(Saved data entries)
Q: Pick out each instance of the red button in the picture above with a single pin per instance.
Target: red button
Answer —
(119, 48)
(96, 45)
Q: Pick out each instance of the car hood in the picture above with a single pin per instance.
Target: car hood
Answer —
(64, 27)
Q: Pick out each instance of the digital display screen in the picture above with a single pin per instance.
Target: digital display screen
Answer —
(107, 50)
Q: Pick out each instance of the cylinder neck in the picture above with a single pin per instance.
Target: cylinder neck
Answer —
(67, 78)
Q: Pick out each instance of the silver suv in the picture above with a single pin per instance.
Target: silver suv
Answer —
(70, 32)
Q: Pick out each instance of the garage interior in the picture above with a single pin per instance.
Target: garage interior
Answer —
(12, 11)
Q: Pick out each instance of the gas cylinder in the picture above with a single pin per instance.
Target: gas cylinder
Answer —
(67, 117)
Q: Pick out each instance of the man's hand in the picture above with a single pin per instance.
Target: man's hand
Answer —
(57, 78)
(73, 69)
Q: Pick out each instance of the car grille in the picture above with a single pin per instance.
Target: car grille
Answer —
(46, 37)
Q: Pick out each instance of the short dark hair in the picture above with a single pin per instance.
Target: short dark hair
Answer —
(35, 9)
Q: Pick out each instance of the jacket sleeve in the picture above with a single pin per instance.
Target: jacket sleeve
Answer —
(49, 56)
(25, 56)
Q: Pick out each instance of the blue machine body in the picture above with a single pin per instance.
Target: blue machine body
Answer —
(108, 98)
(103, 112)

- _What is asked_:
Update the entries above by replacing every "Pick out" with "Mark" and leaving everything else unchanged.

- _In response_:
Q: Mark each instance of the red button in the picture above with a single pin per instance.
Target: red button
Answer —
(119, 48)
(96, 45)
Q: Mark each instance of the car hood in the picture above with a single pin per instance.
Target: car hood
Answer —
(64, 27)
Q: Mark each instance of the digital display screen in the picture above with a single pin per instance.
Target: digital display screen
Answer —
(107, 50)
Q: Mark each instance of the cylinder neck in the picture above with a single pin per instance.
Target: cylinder neck
Answer —
(67, 78)
Q: Mark each instance of the silver suv in the picture above with a single pin per instance.
Target: silver suv
Answer —
(70, 32)
Q: Mark each instance of the garage interior in the picture above with a single pin per instance.
Target: garage interior
Answer —
(12, 11)
Q: Mark each instance of the gas cylinder in the picture above with a single pin per instance.
Target: gas cylinder
Answer —
(67, 117)
Q: Mark each instance of the man's hand in the picture above with a single pin per instance.
Target: man's hand
Answer —
(57, 78)
(73, 69)
Q: Mark each instance of the car grille in the picture above with a single pin per instance.
Target: car grille
Answer —
(46, 37)
Q: Mark each instance of the short dark hair in the picture above with a single pin per instance.
Target: short dark hair
Answer —
(35, 9)
Q: Mark each instance of the jacket sleeve in the picture above with a single pin per instance.
Target: jacket sleeve
Answer —
(49, 56)
(25, 56)
Q: Mark each instance of the blue machine body in the picture above with a single pin per instance.
Target: blue machine body
Answer —
(108, 98)
(103, 112)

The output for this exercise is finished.